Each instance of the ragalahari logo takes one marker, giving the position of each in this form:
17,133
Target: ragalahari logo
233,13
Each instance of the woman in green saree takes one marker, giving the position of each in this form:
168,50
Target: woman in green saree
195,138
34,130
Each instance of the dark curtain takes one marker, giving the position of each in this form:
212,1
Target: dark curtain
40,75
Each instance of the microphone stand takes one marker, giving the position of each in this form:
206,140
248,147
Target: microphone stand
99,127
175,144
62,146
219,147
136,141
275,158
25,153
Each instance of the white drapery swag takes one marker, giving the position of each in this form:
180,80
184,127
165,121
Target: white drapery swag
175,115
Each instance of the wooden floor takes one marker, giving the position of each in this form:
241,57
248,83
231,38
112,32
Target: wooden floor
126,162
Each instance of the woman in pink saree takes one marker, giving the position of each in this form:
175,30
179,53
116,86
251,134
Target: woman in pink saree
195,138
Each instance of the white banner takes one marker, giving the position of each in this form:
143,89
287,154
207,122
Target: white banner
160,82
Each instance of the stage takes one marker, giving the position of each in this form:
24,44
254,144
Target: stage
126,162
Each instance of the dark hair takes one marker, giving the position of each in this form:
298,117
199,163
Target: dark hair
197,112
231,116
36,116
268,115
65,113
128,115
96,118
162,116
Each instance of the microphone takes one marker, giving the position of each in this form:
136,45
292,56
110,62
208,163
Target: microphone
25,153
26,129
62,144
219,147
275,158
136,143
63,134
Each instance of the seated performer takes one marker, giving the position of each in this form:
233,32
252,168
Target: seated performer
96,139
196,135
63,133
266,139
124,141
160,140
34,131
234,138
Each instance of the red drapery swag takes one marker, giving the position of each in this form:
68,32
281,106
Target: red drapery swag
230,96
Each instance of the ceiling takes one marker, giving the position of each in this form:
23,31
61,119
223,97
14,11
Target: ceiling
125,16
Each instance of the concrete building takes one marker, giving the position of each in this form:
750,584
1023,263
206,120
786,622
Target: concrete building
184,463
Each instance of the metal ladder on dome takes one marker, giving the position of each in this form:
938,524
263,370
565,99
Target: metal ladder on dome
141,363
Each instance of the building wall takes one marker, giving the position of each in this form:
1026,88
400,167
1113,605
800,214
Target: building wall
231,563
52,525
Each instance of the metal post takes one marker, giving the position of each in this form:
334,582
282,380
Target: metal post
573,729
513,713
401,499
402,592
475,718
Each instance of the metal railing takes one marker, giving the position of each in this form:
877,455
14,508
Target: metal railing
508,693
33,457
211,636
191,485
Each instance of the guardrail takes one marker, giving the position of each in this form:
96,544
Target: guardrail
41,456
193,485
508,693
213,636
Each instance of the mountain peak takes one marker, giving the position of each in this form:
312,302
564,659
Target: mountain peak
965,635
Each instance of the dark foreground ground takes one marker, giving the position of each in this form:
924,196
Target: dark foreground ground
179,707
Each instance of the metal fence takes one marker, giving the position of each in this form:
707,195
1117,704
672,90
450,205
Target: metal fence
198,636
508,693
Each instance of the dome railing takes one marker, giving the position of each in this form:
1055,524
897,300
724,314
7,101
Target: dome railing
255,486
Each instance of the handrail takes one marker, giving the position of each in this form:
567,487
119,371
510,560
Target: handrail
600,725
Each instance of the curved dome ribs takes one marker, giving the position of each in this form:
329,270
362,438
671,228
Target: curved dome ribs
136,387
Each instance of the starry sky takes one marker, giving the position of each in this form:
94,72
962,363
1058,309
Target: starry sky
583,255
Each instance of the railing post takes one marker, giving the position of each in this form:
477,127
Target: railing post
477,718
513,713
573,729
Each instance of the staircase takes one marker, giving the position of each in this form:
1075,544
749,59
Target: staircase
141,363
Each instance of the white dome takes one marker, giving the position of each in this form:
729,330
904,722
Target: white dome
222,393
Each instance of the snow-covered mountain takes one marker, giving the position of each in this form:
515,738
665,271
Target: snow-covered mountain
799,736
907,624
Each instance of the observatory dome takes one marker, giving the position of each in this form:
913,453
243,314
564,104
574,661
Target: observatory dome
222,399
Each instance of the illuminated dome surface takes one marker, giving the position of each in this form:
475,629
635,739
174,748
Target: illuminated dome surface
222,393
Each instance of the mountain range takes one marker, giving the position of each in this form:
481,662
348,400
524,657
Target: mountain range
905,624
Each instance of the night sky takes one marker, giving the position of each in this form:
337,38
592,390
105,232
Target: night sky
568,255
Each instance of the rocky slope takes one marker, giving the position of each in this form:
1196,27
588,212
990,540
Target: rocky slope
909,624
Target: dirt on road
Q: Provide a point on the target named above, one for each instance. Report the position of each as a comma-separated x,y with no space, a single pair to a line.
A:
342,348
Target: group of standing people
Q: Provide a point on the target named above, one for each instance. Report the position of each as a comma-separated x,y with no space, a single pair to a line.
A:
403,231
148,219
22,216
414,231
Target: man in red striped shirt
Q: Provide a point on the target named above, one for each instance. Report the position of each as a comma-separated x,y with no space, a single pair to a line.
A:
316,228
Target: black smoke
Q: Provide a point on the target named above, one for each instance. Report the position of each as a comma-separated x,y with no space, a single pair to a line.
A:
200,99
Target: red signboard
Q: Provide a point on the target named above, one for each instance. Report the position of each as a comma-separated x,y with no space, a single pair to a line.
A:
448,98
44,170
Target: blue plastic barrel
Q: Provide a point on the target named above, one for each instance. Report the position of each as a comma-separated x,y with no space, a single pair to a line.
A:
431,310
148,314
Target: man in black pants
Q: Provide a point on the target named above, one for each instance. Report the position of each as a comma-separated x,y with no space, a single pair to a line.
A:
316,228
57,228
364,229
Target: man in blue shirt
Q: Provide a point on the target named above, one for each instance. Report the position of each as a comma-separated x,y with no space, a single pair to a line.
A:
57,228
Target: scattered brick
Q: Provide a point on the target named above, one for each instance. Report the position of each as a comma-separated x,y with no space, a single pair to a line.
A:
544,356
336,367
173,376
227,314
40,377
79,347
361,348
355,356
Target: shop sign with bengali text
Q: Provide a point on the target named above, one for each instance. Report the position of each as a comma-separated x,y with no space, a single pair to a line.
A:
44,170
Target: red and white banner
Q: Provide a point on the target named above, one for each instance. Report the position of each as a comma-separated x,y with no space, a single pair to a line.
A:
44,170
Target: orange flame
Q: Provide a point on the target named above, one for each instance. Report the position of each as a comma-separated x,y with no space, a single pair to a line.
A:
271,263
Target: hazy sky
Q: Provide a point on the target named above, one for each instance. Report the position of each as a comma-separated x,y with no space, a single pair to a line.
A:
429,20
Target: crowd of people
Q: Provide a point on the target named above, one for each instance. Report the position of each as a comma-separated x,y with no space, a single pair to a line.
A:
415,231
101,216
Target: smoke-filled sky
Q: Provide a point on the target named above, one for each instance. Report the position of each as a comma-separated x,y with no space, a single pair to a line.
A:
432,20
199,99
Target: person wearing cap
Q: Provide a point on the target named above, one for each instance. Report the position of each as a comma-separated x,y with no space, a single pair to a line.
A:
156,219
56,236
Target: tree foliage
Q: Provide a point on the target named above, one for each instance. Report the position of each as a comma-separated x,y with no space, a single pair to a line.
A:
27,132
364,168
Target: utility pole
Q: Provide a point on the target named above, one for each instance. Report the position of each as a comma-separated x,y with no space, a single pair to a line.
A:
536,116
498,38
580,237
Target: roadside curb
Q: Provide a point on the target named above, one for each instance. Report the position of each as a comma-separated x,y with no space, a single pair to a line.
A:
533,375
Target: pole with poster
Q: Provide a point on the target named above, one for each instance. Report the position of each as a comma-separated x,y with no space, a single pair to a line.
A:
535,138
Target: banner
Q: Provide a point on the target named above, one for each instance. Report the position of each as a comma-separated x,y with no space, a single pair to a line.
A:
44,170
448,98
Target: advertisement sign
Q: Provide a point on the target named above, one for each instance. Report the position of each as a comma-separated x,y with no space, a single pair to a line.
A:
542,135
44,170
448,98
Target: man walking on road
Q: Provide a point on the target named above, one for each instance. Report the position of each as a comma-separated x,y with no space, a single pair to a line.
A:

▬▬▬▬▬▬▬▬▬▬

Assignment ::
Return each line of the data above that includes the word "smoke".

Solution for this exercise ::
Target: black smoke
Target: smoke-filled sky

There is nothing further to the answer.